Directive: Could you print all the entries exactly?

Records from a dataset

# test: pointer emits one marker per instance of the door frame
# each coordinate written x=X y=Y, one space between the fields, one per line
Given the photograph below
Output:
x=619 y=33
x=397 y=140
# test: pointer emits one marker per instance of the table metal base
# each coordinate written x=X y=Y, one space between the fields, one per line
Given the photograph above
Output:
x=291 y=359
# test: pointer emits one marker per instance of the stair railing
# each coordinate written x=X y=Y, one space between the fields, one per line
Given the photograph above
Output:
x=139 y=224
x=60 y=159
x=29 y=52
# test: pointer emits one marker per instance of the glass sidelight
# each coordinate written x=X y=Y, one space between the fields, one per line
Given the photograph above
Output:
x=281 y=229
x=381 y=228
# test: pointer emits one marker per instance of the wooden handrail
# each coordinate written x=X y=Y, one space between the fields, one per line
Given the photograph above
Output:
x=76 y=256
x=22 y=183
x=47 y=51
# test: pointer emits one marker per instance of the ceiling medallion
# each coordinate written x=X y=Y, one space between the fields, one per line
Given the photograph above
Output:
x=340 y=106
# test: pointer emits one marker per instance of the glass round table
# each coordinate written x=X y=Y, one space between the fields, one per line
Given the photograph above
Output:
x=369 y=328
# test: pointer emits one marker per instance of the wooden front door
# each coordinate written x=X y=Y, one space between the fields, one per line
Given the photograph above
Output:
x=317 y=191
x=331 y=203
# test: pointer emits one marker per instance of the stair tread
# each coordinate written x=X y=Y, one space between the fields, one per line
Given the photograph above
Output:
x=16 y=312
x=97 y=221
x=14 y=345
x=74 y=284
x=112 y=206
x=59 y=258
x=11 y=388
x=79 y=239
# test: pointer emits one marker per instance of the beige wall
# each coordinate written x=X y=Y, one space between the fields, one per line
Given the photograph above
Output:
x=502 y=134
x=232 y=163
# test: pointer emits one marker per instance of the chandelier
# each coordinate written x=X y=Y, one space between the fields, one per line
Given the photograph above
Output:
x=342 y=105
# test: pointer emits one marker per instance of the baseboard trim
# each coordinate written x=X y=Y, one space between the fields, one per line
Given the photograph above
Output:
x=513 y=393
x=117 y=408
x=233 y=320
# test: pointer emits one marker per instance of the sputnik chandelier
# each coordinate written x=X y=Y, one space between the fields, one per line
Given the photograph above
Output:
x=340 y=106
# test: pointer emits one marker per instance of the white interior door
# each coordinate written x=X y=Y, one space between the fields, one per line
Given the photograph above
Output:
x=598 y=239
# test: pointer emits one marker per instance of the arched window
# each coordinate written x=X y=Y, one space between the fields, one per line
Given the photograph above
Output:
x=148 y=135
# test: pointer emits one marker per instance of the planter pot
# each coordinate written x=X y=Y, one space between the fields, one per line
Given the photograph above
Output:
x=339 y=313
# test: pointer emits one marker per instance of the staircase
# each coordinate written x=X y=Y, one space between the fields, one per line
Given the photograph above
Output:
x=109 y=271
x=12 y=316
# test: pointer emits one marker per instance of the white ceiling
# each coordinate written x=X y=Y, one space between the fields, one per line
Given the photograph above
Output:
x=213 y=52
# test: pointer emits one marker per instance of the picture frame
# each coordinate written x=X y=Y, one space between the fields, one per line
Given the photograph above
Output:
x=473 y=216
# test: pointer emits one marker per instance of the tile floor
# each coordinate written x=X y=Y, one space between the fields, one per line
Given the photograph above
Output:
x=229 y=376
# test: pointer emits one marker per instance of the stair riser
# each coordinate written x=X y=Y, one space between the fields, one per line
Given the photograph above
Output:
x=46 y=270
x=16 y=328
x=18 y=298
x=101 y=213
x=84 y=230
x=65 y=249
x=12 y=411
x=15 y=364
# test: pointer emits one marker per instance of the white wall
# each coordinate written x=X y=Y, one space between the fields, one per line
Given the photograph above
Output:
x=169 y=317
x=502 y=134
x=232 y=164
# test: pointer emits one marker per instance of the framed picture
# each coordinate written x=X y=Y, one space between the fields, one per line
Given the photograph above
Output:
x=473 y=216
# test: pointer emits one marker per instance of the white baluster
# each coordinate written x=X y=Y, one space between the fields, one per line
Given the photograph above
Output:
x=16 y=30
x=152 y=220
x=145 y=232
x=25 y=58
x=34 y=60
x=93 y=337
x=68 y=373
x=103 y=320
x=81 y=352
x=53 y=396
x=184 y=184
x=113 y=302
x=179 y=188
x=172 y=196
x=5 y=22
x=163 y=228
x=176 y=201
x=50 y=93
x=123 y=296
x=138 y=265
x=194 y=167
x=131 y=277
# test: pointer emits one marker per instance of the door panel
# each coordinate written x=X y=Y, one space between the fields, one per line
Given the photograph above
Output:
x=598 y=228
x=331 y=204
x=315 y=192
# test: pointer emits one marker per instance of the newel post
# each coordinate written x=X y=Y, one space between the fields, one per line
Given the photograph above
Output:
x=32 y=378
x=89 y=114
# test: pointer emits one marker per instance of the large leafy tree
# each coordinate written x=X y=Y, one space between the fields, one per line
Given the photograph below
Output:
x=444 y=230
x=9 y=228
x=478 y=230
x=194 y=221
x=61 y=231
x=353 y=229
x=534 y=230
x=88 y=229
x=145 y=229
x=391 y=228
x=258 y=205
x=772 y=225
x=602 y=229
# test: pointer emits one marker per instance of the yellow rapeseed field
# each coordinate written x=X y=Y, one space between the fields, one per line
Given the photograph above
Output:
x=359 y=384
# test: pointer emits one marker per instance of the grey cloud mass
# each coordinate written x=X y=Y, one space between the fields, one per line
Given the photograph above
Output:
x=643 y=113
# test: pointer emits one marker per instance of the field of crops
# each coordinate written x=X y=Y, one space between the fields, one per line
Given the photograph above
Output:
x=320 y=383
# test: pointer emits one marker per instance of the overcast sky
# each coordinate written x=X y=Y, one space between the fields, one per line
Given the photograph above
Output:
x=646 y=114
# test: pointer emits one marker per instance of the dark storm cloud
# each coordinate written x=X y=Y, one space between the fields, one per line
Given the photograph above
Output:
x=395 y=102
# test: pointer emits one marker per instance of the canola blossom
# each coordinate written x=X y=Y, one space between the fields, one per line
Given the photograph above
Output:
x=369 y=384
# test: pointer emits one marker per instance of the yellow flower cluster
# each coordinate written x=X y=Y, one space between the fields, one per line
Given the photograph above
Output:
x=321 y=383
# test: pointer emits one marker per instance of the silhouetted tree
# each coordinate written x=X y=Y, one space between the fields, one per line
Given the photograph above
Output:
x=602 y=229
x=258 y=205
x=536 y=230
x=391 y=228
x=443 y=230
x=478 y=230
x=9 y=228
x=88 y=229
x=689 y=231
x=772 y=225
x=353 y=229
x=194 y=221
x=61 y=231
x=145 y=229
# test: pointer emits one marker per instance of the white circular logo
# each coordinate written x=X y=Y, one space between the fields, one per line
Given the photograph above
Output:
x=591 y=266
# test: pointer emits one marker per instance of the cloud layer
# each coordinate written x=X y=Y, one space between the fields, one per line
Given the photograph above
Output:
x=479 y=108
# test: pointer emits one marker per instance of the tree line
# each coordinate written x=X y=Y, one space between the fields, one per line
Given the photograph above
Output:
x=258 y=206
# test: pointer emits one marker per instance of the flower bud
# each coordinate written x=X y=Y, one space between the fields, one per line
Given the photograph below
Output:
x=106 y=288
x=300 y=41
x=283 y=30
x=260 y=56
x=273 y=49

Final answer:
# test: pointer emits one marker per instance of the door frame
# each coordinate written x=X y=Y, one space between the fields, one per line
Given the photograph below
Output:
x=619 y=33
x=397 y=140
# test: pointer emits one marker per instance of the table metal base
# each coordinate written x=X y=Y, one space between the fields, one per line
Given the photograph above
Output:
x=291 y=359
# test: pointer emits one marker per instance of the stair railing
# each coordinate written x=X y=Y, one space between the fields, one per line
Given the photograph above
Output:
x=139 y=224
x=60 y=159
x=29 y=52
# test: pointer emits one marker per instance of the glass sidelight
# each coordinate written x=X y=Y, one space between the fields, one per line
Given the photograph above
Output:
x=281 y=229
x=381 y=228
# test: pointer emits one marker per instance of the wooden handrail
# each coordinate written x=X y=Y, one space between the fields, one per line
Given the photograph above
Output:
x=76 y=256
x=22 y=183
x=47 y=51
# test: pointer emits one marker per instance of the ceiling medallion
# each coordinate written x=X y=Y, one space between the fields, one per line
Given the photograph above
Output:
x=340 y=106
# test: pointer emits one marker per instance of the glass round table
# each coordinate written x=X y=Y, one space between the fields, one per line
Given the photograph above
Output:
x=369 y=328
# test: pointer emits one marker per instance of the wooden front door
# each coordinate written x=X y=Y, one space between the fields, one per line
Given the photograph above
Output:
x=317 y=191
x=331 y=203
# test: pointer emits one marker per instance of the stair tread
# each coordinate written x=X y=Y, one space between the fields, one per line
Given the photograph above
Output:
x=16 y=312
x=97 y=221
x=14 y=345
x=74 y=284
x=112 y=206
x=59 y=258
x=11 y=388
x=79 y=239
# test: pointer emits one marker per instance of the beige wall
# each coordinate written x=X y=Y, one space between the fields, one per line
Given the photograph above
Output:
x=502 y=134
x=232 y=163
# test: pointer emits one marker per instance of the chandelier
# each coordinate written x=X y=Y, one space between the fields, one per line
Given the photograph above
Output:
x=342 y=105
# test: pointer emits one marker per instance of the baseboard trim
# each coordinate written x=X y=Y, one space between the fields, one per line
Given the photograph above
Output:
x=513 y=393
x=117 y=408
x=233 y=320
# test: pointer emits one marker per instance of the sputnik chandelier
# each coordinate written x=X y=Y, one space between the fields, one per line
Given the photograph above
Output:
x=340 y=106
# test: pointer emits one marker per instance of the white interior door
# each coordinate written x=X y=Y, one space between the fields, one per line
Given the photograph above
Output:
x=598 y=239
# test: pointer emits one marker per instance of the arched window
# each coordinate written x=X y=Y, one space between the fields, one per line
Given the photograph above
Output:
x=148 y=135
# test: pointer emits one marker per instance of the planter pot
# each coordinate written x=X y=Y, one space between the fields, one per line
Given the photograph above
Output:
x=339 y=313
# test: pointer emits one marker per instance of the staircase
# each coordinate written x=X y=Y, one space between the fields, one per line
Given the photograph above
Output:
x=109 y=271
x=12 y=316
# test: pointer emits one marker per instance of the white ceiling
# each coordinate written x=X y=Y, one space between the fields, one per line
Given the photograph above
Output:
x=213 y=52
# test: pointer emits one marker per instance of the picture frame
# each coordinate written x=X y=Y, one space between the fields, one per line
Given the photograph above
Output:
x=473 y=216
# test: pointer emits one marker per instance of the tile floor
# each coordinate written x=X y=Y, one space between the fields, one per line
Given the photograph above
Output:
x=229 y=376
# test: pointer emits one marker per instance of the stair riser
# each coordinate written x=X y=Y, one space between the fields, one per line
Given the photograph above
Output:
x=46 y=270
x=16 y=328
x=18 y=298
x=101 y=213
x=84 y=230
x=65 y=249
x=12 y=411
x=15 y=364
# test: pointer emits one marker per instance of the white wall
# each coordinate written x=X y=Y, one space between the fields, one per line
Given the photograph above
Output:
x=169 y=317
x=502 y=134
x=232 y=164
# test: pointer emits one marker per instance of the framed picture
# each coordinate written x=X y=Y, one space between the fields, one per line
Given the photograph above
Output:
x=473 y=216
# test: pointer emits one marker per instance of the white baluster
# each coordinate written x=X y=Y, one space between the fields, one per line
Given the photograph above
Output:
x=16 y=30
x=152 y=220
x=145 y=232
x=25 y=58
x=34 y=60
x=93 y=337
x=68 y=373
x=103 y=320
x=81 y=352
x=53 y=396
x=184 y=184
x=113 y=302
x=179 y=188
x=172 y=196
x=5 y=22
x=163 y=228
x=176 y=201
x=50 y=93
x=123 y=296
x=138 y=265
x=194 y=167
x=131 y=277
# test: pointer emits one marker per instance of the door panel
# each coordinate written x=X y=Y, one space between the fields, one per line
Given the photograph above
Output:
x=598 y=228
x=331 y=204
x=315 y=192
# test: pointer emits one marker per instance of the newel post
# each coordinate written x=X y=Y, one space between the fields, one per line
Given the photograph above
Output:
x=32 y=378
x=89 y=114
# test: pointer emits one marker per instance of the large leafy tree
# each coordinate written x=X y=Y, one space between the fields, one per line
Given the photograph below
Output:
x=444 y=230
x=9 y=228
x=478 y=230
x=194 y=221
x=61 y=231
x=353 y=229
x=534 y=230
x=88 y=229
x=145 y=229
x=391 y=228
x=258 y=205
x=772 y=225
x=602 y=229
# test: pointer emits one marker per instance of the yellow rapeseed field
# each coordinate written x=X y=Y, one space between the fields, one per line
Given the photograph above
Output:
x=359 y=384
# test: pointer emits one marker per instance of the grey cloud mass
# each coordinate written x=X y=Y, one space between the fields, one per line
Given the photograph above
Output:
x=643 y=113
# test: pointer emits one marker per instance of the field of crops
# each coordinate written x=X y=Y, one space between the fields, one per line
Given the photograph above
Output:
x=320 y=383
# test: pointer emits one marker per instance of the overcast sky
# each coordinate written x=X y=Y, one space between the fields, one per line
Given the photograph above
Output:
x=646 y=114
# test: pointer emits one marker per instance of the dark storm cloud
# each coordinate written x=X y=Y, one space between the fields, one per line
Given the photograph above
Output:
x=395 y=102
# test: pointer emits one marker per instance of the canola blossom
# each coordinate written x=X y=Y, one space between the fields, one per line
Given the photograph above
Output:
x=369 y=384
# test: pointer emits one marker per instance of the yellow flower cluster
# each coordinate written x=X y=Y, one space between the fields, one per line
Given the photograph above
Output:
x=321 y=383
# test: pointer emits one marker per instance of the silhouetted tree
# each coordinate written x=X y=Y, one space between the fields, one per line
Given the photograph above
Output:
x=602 y=229
x=258 y=205
x=536 y=230
x=391 y=228
x=443 y=230
x=478 y=230
x=9 y=228
x=88 y=229
x=689 y=231
x=772 y=225
x=353 y=229
x=194 y=221
x=61 y=231
x=145 y=229
# test: pointer emits one marker per instance of the white circular logo
# each coordinate written x=X y=Y, one space between the fields, one per line
Given the photograph above
Output:
x=591 y=266
# test: pointer emits one marker per instance of the cloud layer
# each coordinate written x=X y=Y, one space between the fields, one per line
Given the photograph above
Output:
x=479 y=108
# test: pointer emits one marker per instance of the tree line
# each coordinate written x=X y=Y, one space between the fields, one per line
Given the photograph above
Output:
x=258 y=206
# test: pointer emits one marker per instance of the flower bud
# each coordinate written x=X y=Y, one space between the fields, one per line
Given the photograph below
Output:
x=106 y=288
x=300 y=41
x=283 y=30
x=260 y=56
x=273 y=49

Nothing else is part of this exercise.